[Data extracted from a collection]

________________________

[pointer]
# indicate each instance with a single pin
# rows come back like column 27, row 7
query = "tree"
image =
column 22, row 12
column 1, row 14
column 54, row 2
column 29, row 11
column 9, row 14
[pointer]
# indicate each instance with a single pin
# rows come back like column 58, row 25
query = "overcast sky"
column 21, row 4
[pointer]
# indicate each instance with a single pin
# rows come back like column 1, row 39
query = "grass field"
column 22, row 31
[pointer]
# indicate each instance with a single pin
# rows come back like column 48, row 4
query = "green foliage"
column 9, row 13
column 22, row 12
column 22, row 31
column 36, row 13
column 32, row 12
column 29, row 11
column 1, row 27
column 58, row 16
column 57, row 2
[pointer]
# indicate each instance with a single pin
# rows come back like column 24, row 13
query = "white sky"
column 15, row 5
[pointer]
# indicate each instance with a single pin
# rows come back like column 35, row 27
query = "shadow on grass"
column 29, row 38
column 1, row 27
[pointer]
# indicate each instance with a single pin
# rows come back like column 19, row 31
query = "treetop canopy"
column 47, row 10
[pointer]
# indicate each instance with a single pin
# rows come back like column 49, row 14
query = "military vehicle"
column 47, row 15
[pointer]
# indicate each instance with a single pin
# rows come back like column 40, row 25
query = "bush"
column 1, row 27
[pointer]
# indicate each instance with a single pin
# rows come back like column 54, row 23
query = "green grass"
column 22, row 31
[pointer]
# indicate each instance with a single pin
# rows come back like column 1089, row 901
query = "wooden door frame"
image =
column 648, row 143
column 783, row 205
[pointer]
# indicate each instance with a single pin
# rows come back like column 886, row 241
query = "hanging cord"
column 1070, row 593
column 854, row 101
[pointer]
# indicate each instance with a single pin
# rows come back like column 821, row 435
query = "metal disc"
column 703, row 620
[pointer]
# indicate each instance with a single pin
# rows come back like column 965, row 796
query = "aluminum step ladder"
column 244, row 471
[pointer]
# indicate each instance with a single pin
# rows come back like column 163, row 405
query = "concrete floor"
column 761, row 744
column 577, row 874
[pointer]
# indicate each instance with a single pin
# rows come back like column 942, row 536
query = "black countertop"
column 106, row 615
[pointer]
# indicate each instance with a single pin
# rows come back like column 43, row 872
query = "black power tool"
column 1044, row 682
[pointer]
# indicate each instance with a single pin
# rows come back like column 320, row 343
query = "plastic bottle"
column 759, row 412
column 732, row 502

________________________

* [GIVEN INSTRUCTION]:
Switch "single pin" to "single point" everywhere in the lines above, keeping all other text the same.

* [REPLY TO THE TASK]:
[pointer]
# indicate each instance with a single point
# rows come back like column 27, row 7
query = "tree"
image =
column 22, row 12
column 1, row 14
column 54, row 2
column 29, row 11
column 9, row 14
[pointer]
# indicate each instance with a single point
# rows come back like column 58, row 25
query = "overcast sky"
column 21, row 4
[pointer]
# indicate each instance with a single point
# rows come back like column 1, row 39
query = "grass field"
column 22, row 31
[pointer]
# indicate each instance with a single point
# rows come back like column 48, row 4
query = "green foliage"
column 9, row 13
column 22, row 12
column 22, row 31
column 36, row 13
column 32, row 12
column 29, row 11
column 1, row 27
column 58, row 16
column 57, row 2
[pointer]
# indicate each instance with a single point
# rows come back like column 24, row 13
query = "white sky"
column 15, row 5
[pointer]
# indicate each instance with a single point
# rows come back like column 35, row 27
query = "shadow on grass"
column 29, row 38
column 1, row 27
[pointer]
# indicate each instance with a single point
# rows come back like column 19, row 31
query = "treetop canopy"
column 47, row 10
[pointer]
# indicate each instance with a single point
# rows come back like column 49, row 14
query = "military vehicle"
column 47, row 15
[pointer]
# indicate each instance with a single point
# rows come back like column 40, row 25
query = "bush"
column 1, row 27
[pointer]
# indicate each instance with a single point
# rows come back like column 54, row 23
query = "green grass"
column 22, row 31
[pointer]
# indicate each instance with a single point
# rows come back like column 1089, row 901
query = "wooden door frame"
image =
column 648, row 143
column 783, row 205
[pointer]
# indicate each instance with a single point
# rows come back like column 886, row 241
query = "hanging cord"
column 1070, row 593
column 854, row 101
[pointer]
# indicate each instance with a single point
# rows come back like column 821, row 435
query = "metal disc"
column 703, row 620
[pointer]
# indicate each instance with a single point
# rows come back like column 965, row 796
query = "aluminum step ladder"
column 244, row 471
[pointer]
# indicate each instance with a single point
# rows come back like column 163, row 405
query = "concrete floor"
column 761, row 744
column 577, row 874
[pointer]
# indicate each instance with a single point
# rows come back like column 942, row 536
query = "black countertop"
column 106, row 615
[pointer]
# indicate each instance with a single point
# rows come back like column 43, row 872
query = "black power tool"
column 1044, row 682
[pointer]
# indicate each instance with a single point
# rows come back like column 320, row 343
query = "plastic bottle"
column 759, row 412
column 732, row 502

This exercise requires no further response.